Dataset visualization
Once we have every piece of necessary information stored in "ds", we can invoke many different functions in Machine Learning Toolbox for data visualization and classification.
For instance, we can display the size of each class:
figure; [classSize, classLabel]=dsClassSize(ds, 1);
4 features 328 instances 4 classes
We can plot the distribution of each features within each class:
figure; dsBoxPlot(ds);
The box plots indicate the ranges of the features vary a lot. To verify, we can simply plot the range of features of the dataset:
figure; dsRangePlot(ds);
Big range difference cause problems in distance-based classification. To avoid this, we can simply normalize the features:
ds2=ds; ds2.input=inputNormalize(ds2.input);
We can plot the feature vectors within each class:
figure; dsFeaVecPlot(ds); figEnlarge;
We can do the scatter plots on every 2 features:
figure; dsProjPlot2(ds); figEnlarge;
It is hard to see the above plots due to a large difference in the range of each features. We can try the same plot with normalized inputs:
figure; dsProjPlot2(ds2); figEnlarge;
We can also do the scatter plots in the 3D space:
figure; dsProjPlot3(ds2); figEnlarge;
In order to visualize the distribution of the dataset, we can project the original dataset into 2-D space. This can be achieved by LDA (linear discriminant analysis):
ds2d=lda(ds); ds2d.input=ds2d.input(1:2, :); figure; dsScatterPlot(ds2d); xlabel('Input 1'); ylabel('Input 2'); title('Features projected on the first 2 lda vectors');
Classification
We can try the most straightforward KNNC (k-nearest neighbor classifier):
rr=knncLoo(ds);
fprintf('rr=%g%% for ds\n', rr*100);
rr=71.6463% for ds
For normalized dataset, usually we can obtain a better accuracy:
[rr, computed]=knncLoo(ds2);
fprintf('rr=%g%% for ds2 of normalized inputs\n', rr*100);
rr=71.6463% for ds2 of normalized inputs
We can plot the confusion matrix:
confMat=confMatGet(ds2.output, computed); opt=confMatPlot('defaultOpt'); opt.className=ds.outputName; opt.mode='both'; figure; confMatPlot(confMat, opt);
We can perform input selection to find the best features:
myTic=tic;
figure; bestInputIndex=inputSelectSequential(ds2); figEnlarge;
fprintf('time=%g sec\n', toc(myTic));
Construct 10 "knnc" models, each with up to 4 inputs selected from all 4 inputs... Selecting input 1: Model 1/10: selected={c0} => Recog. rate = 41.5% Model 2/10: selected={c1} => Recog. rate = 53.7% Model 3/10: selected={c2} => Recog. rate = 45.7% Model 4/10: selected={c3} => Recog. rate = 27.1% Currently selected inputs: c1 => Recog. rate = 53.7% Selecting input 2: Model 5/10: selected={c1, c0} => Recog. rate = 64.6% Model 6/10: selected={c1, c2} => Recog. rate = 65.9% Model 7/10: selected={c1, c3} => Recog. rate = 60.7% Currently selected inputs: c1, c2 => Recog. rate = 65.9% Selecting input 3: Model 8/10: selected={c1, c2, c0} => Recog. rate = 66.5% Model 9/10: selected={c1, c2, c3} => Recog. rate = 70.4% Currently selected inputs: c1, c2, c3 => Recog. rate = 70.4% Selecting input 4: Model 10/10: selected={c1, c2, c3, c0} => Recog. rate = 71.6% Currently selected inputs: c1, c2, c3, c0 => Recog. rate = 71.6% Overall maximal recognition rate = 71.6%. Selected 4 inputs (out of 4): c1, c2, c3, c0 time=0.132089 sec
We can even perform an exhaustive search on the classifiers and the way of input normalization:
opt=perfCv4classifier('defaultOpt'); opt.foldNum=10; figure; tic; [perfData, bestId]=perfCv4classifier(ds, opt, 1); toc structDispInHtml(perfData, 'Performance of various classifiers via cross validation');
Elapsed time is 15.762848 seconds.

— Items —
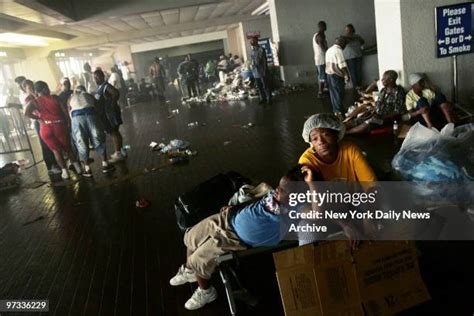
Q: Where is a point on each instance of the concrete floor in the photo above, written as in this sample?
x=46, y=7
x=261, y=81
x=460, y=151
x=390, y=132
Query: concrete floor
x=86, y=248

— What is asked —
#1 Using the text on visualizing and classifying the dataset, decide whether each statement agrees with it: (a) The dataset has 5 classes. (b) The recognition rate with normalized inputs is 71.6463%. (c) During input selection, c3 was the first input chosen. Answer yes or no for each and quote the words from the text that settle it.
#2 Write out everything in the text on visualizing and classifying the dataset, from "Dataset visualization" down to "visualization and classification.", word for word.

— The replies —
#1
(a) No: "4 features 328 instances 4 classes"
(b) Yes: "rr=71.6463% for ds2 of normalized inputs"
(c) No: "Currently selected inputs: c1 => Recog. rate = 53.7%"

#2
Dataset visualization
Once we have every piece of necessary information stored in "ds", we can invoke many different functions in Machine Learning Toolbox for data visualization and classification.